**WORK TO BE COMPLETED**
Reproduce everything from the first line down to the line containing "Outline every instance", both included, with no changes.

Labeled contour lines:
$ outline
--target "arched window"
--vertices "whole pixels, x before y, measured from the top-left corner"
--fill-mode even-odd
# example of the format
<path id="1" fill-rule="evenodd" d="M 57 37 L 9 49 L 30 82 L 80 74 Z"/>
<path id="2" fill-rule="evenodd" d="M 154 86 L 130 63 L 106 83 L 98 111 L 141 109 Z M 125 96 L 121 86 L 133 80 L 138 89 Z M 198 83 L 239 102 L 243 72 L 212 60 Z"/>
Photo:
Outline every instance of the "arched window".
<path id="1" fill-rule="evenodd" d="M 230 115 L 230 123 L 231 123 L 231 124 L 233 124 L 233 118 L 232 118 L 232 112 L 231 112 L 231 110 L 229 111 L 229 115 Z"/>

**TASK RESPONSE**
$ outline
--target "arched window"
--vertices "whole pixels, x before y, measured from the top-left corner"
--fill-mode even-odd
# example of the format
<path id="1" fill-rule="evenodd" d="M 57 37 L 9 49 L 30 82 L 80 74 Z"/>
<path id="2" fill-rule="evenodd" d="M 154 86 L 130 63 L 106 83 L 98 111 L 141 109 Z M 125 96 L 121 86 L 133 80 L 138 89 Z M 198 83 L 239 102 L 243 72 L 212 60 Z"/>
Photo:
Outline every instance of the "arched window".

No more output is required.